Énoncé
Rassemblez toutes les lignes du listing qui contiennent la chaîne « post ».

Données d'exercice
====

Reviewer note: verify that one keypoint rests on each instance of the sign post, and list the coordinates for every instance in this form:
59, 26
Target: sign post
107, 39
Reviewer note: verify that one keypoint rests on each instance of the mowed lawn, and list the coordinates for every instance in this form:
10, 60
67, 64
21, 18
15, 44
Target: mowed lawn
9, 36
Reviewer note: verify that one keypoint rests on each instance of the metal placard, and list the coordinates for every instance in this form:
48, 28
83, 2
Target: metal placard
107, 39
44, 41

====

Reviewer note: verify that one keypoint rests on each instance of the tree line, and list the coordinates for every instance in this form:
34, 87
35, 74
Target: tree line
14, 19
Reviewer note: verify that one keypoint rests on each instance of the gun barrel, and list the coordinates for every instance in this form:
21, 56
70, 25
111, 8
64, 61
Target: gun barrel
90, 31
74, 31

====

Réponse
Reviewer note: verify that one keypoint rests on each instance of the sign post, and list the coordinates for every instance in this form:
Target: sign post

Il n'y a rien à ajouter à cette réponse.